> _Énoncé du problème 1_:
D'après le passage choisi, pourquoi Dühring et Mikhaïlovski affirmaient-ils que Marx et Engels avaient fondé leur théorie sur la triade hégélienne ? Répondez en une à trois phrases.
> _Énoncé du problème 2_:
Dans le passage choisi, dans quelle philosophie la formule « négation de la négation » apparaît-elle pour la première fois ?
> _Énoncé du problème 3_:
Rédigez la suite du passage choisi sur la négation de la négation, en reprenant après sa dernière phrase.

> _Passage choisi_:
**********

NEGATION DE LA NEGATION. Notion philosophique traduisant un des aspects du développement dialectique. Cette formule employée pour la première fois dans la philosophie de Hegel (V.) désigne le développement de l’inférieur au supérieur en gardant certains éléments positifs de l’ancien.
Tout le processus de développement est subordonné chez lui à des « triades » (V.) (thèse, antithèse synthèse). La thèse est niée par l’antithèse qui, à son tour, est niée par la synthèse (« négation de la négation »). Au stade de la synthèse le développement semble revenir à son point de départ, mais à un niveau supérieur.
Pour Hegel la « négation de la négation » est essentiellement un instrument lui permettant de bâtir ses constructions idéalistes artificielles. Les ennemis du marxisme (Dühring, Mikhaïlovski), voulant discréditer la dialectique marxiste, prétendaient que Marx et Engels avaient créé leur théorie en s’appuyant sur la triade hégélienne et que c’est à l’aide de la triade (« négation de la négation ») qu’ils démontraient la chute inévitable du capitalisme.

**********

> _Données enregistrées_:
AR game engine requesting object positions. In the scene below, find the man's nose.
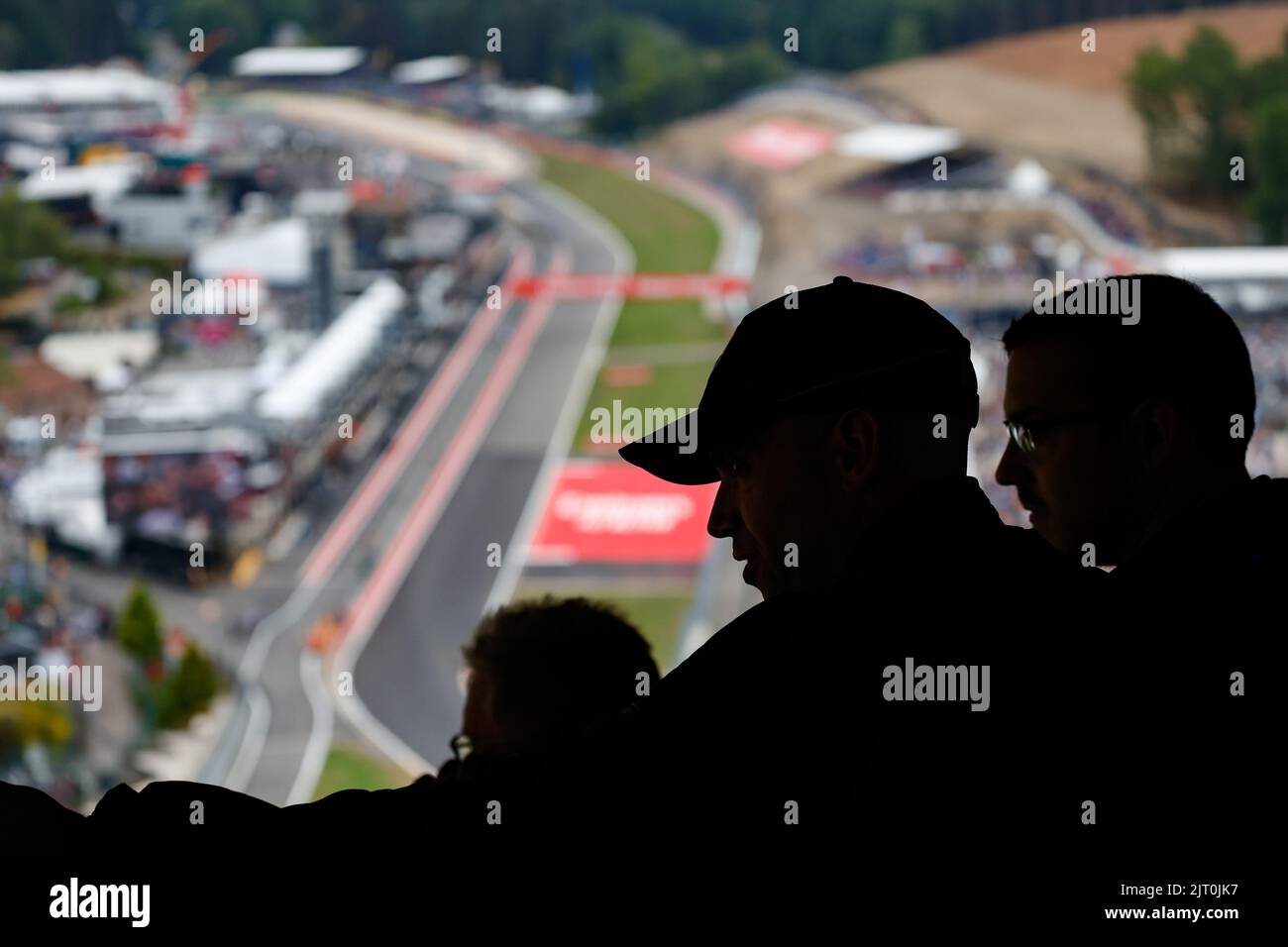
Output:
[707,480,738,540]
[993,438,1027,487]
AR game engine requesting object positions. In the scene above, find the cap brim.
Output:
[617,410,720,487]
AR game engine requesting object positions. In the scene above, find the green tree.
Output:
[116,581,162,664]
[1248,93,1288,244]
[0,187,67,295]
[158,643,219,729]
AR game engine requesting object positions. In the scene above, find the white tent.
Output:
[257,277,406,423]
[836,121,962,164]
[233,47,366,78]
[192,218,310,286]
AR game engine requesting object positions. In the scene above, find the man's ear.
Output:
[831,407,881,491]
[1126,398,1181,469]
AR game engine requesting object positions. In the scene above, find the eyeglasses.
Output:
[1006,408,1116,454]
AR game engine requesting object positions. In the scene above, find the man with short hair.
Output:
[997,274,1272,904]
[997,274,1288,575]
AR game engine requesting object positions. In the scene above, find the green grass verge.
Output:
[544,155,720,273]
[608,299,726,348]
[313,745,411,801]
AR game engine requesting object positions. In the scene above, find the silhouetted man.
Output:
[483,277,1103,911]
[997,274,1272,905]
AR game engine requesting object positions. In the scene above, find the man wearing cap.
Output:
[504,277,1103,908]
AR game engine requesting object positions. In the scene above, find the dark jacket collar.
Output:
[1115,476,1288,581]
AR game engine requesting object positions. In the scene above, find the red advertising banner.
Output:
[528,460,717,566]
[725,119,836,171]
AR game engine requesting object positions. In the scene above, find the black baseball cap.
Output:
[618,275,979,484]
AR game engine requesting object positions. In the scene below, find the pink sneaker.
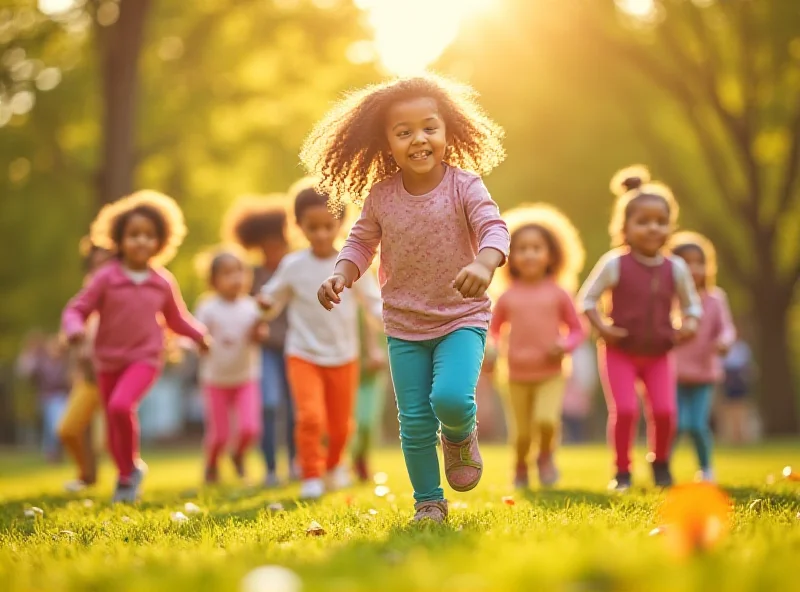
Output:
[414,500,447,523]
[442,426,483,492]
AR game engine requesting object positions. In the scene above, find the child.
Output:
[310,76,509,522]
[62,191,208,502]
[224,195,298,487]
[579,166,703,491]
[195,249,268,484]
[352,276,387,482]
[671,232,736,481]
[260,187,381,499]
[489,204,586,488]
[58,236,111,493]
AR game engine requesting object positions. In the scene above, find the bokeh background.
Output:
[0,0,800,442]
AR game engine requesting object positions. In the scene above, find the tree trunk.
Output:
[97,0,151,208]
[753,275,798,435]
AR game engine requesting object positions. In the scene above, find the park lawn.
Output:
[0,443,800,592]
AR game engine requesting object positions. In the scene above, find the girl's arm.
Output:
[61,266,110,342]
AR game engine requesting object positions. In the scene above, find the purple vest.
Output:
[610,253,675,356]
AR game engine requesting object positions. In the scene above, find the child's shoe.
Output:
[414,500,447,523]
[536,454,560,487]
[327,465,353,491]
[652,461,672,487]
[442,426,483,492]
[300,477,325,500]
[608,472,631,492]
[514,464,529,489]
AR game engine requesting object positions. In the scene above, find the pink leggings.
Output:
[598,347,677,473]
[203,381,261,466]
[97,362,159,483]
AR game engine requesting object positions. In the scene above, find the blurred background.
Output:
[0,0,800,454]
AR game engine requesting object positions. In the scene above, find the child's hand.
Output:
[598,325,628,345]
[317,273,350,310]
[453,261,492,298]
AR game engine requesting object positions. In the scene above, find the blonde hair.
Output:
[300,74,505,212]
[89,190,187,266]
[669,230,717,289]
[608,164,679,247]
[493,203,586,293]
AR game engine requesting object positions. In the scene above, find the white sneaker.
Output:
[327,465,353,491]
[300,478,325,499]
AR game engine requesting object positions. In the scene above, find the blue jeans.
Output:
[675,384,714,470]
[388,327,486,502]
[261,348,295,472]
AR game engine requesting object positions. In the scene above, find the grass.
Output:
[0,444,800,592]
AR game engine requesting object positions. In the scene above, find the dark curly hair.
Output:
[89,190,186,265]
[300,74,505,211]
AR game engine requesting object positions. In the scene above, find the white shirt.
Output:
[261,249,383,368]
[195,295,261,387]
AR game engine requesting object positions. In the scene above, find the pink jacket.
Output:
[675,288,736,384]
[61,260,205,372]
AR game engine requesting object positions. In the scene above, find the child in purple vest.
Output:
[579,166,703,491]
[671,232,736,481]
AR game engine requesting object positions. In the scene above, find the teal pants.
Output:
[388,327,486,502]
[675,384,714,470]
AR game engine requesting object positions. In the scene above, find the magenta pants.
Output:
[97,362,159,483]
[598,347,677,473]
[203,381,261,466]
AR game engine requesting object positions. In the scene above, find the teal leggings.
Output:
[675,384,714,470]
[388,327,486,502]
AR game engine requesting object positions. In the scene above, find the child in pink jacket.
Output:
[671,232,736,481]
[62,191,207,502]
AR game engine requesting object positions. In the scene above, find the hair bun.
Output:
[611,164,650,196]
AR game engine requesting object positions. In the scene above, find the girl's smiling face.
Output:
[386,97,447,178]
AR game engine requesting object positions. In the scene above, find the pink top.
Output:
[489,279,586,382]
[61,260,205,372]
[675,288,736,384]
[339,166,509,341]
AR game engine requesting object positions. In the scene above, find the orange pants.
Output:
[286,356,358,479]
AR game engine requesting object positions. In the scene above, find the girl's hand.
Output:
[317,273,350,310]
[598,325,628,345]
[453,261,492,298]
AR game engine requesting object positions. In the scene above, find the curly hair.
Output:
[89,190,186,266]
[495,203,586,293]
[669,230,717,288]
[608,164,678,247]
[221,193,290,250]
[300,74,505,211]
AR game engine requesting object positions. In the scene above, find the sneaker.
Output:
[536,454,560,487]
[414,500,447,523]
[264,471,281,489]
[608,472,631,491]
[651,461,672,487]
[442,426,483,492]
[326,465,353,491]
[353,455,369,483]
[300,477,325,500]
[514,464,529,489]
[111,465,147,504]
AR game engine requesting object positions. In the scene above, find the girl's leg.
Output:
[233,380,261,458]
[203,385,231,474]
[598,348,639,473]
[286,357,325,479]
[107,362,158,485]
[641,354,677,463]
[322,361,358,471]
[388,337,444,502]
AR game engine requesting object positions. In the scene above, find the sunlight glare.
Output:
[356,0,498,76]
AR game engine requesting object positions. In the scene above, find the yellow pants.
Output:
[58,380,100,483]
[506,375,566,465]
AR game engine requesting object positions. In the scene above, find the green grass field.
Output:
[0,444,800,592]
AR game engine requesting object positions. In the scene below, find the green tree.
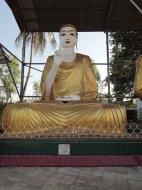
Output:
[0,58,20,103]
[110,31,142,100]
[15,32,46,95]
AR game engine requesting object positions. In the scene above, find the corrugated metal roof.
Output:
[6,0,142,32]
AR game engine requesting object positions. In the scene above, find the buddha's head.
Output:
[59,24,78,48]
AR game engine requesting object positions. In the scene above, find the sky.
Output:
[0,0,107,95]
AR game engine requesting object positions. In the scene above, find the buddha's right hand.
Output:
[54,48,63,67]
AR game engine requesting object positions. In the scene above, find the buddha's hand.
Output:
[54,48,63,67]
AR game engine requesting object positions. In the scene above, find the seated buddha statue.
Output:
[2,25,127,137]
[134,55,142,122]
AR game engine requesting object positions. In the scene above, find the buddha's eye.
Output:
[70,33,75,36]
[61,33,66,36]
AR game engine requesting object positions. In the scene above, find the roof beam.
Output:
[130,0,142,14]
[105,0,114,30]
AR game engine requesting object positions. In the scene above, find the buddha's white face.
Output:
[60,27,77,48]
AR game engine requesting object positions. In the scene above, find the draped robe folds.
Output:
[2,54,127,137]
[134,55,142,99]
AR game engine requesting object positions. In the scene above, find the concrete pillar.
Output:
[137,98,142,122]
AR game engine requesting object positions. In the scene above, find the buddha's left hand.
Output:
[56,95,80,101]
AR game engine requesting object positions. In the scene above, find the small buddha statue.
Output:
[134,55,142,123]
[2,24,127,137]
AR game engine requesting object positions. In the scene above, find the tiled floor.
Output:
[0,167,142,190]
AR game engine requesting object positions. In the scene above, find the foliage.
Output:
[0,58,20,103]
[110,31,142,99]
[15,32,46,96]
[33,81,40,96]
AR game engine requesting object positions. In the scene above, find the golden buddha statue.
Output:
[3,25,127,137]
[134,55,142,123]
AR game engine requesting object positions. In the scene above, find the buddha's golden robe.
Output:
[134,55,142,99]
[3,54,126,137]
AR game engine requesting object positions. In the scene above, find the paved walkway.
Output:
[0,167,142,190]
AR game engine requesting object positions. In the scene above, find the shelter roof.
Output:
[5,0,142,32]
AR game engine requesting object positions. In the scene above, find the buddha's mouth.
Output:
[66,40,70,44]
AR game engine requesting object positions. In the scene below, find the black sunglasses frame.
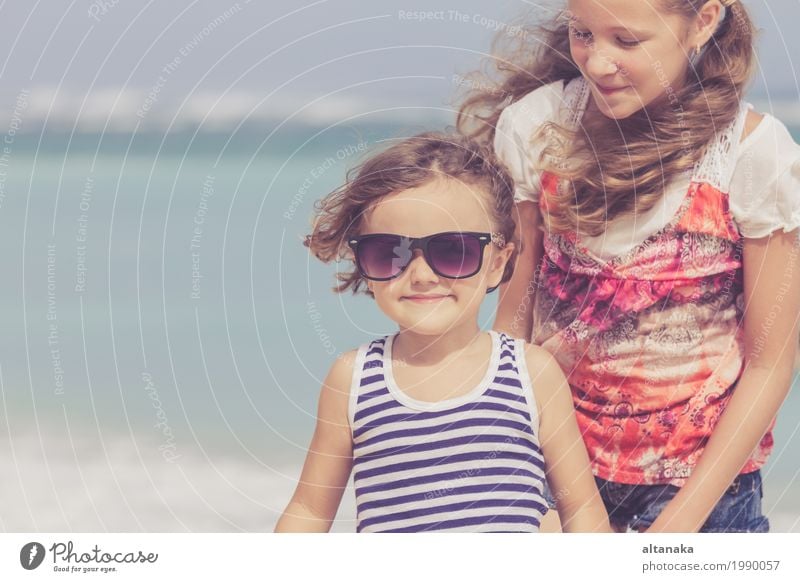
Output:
[347,230,505,281]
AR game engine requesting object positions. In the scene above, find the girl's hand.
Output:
[275,352,356,532]
[525,345,612,532]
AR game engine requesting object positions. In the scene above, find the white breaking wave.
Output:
[0,433,800,533]
[0,433,355,532]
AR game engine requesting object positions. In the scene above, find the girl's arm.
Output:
[275,352,355,532]
[525,345,612,532]
[648,230,800,532]
[494,201,542,341]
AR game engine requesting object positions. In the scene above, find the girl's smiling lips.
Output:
[594,83,628,95]
[402,293,451,303]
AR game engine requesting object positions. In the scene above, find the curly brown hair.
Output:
[303,132,517,295]
[458,0,754,236]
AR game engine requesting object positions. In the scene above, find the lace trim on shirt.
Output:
[692,103,750,192]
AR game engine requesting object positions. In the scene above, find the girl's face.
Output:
[566,0,720,119]
[360,179,513,336]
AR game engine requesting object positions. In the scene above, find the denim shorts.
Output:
[544,471,769,533]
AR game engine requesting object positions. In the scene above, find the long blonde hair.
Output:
[458,0,754,236]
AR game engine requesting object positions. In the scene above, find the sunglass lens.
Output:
[356,236,412,279]
[428,233,481,278]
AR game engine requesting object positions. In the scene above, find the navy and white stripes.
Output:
[350,332,546,532]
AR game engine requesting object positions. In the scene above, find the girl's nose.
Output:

**********

> _Résultat obtenu 1_:
Ils voulaient discréditer la dialectique marxiste. C'est dans ce but qu'ils prétendaient que Marx et Engels avaient créé leur théorie en s'appuyant sur la triade hégélienne. Ils ajoutaient que c'est par cette triade que les deux auteurs démontraient la chute inévitable du capitalisme.

> _Résultat obtenu 2_:
Dans la philosophie de Hegel.

> _Résultat obtenu 3_:
Répondant à Mikhaïlovski, Lénine faisait observer que la tâche des matérialistes consiste à représenter fidèlement le processus historique réel, que c’est ainsi que le socialisme scientifique aborde les choses, alors que les « triades » ne sont que des vestiges des formules hégéliennes.
Chez Marx et Engels, le terme « négation de la négation » revêt un sens matérialiste et n’exprime que le caractère ascendant du développement de la réalité objective elle-même, développement qui reproduit dans un certain sens les étapes révolues, mais à un niveau plus élevé.
Ainsi Marx montre dans « Le Capital » que la propriété privée capitaliste est la première négation de la propriété individuelle des moyens de production basée sur le travail individuel.
Mais ensuite le capitalisme en raison des lois propres à son développement, prépare lui-même les conditions de sa chute : l’expropriation du capital est la négation de la négation, le rétablissement de la propriété individuelle, c’est-à-dire la propriété des travailleurs eux-mêmes sur les moyens de production, mais à un niveau supérieur, caractérisé par « la coopération et la possession commune de tous les moyens de production, y compris le sol » (Marx : « Le Capital », L. 1, t. 3. P. 1939, p. 225).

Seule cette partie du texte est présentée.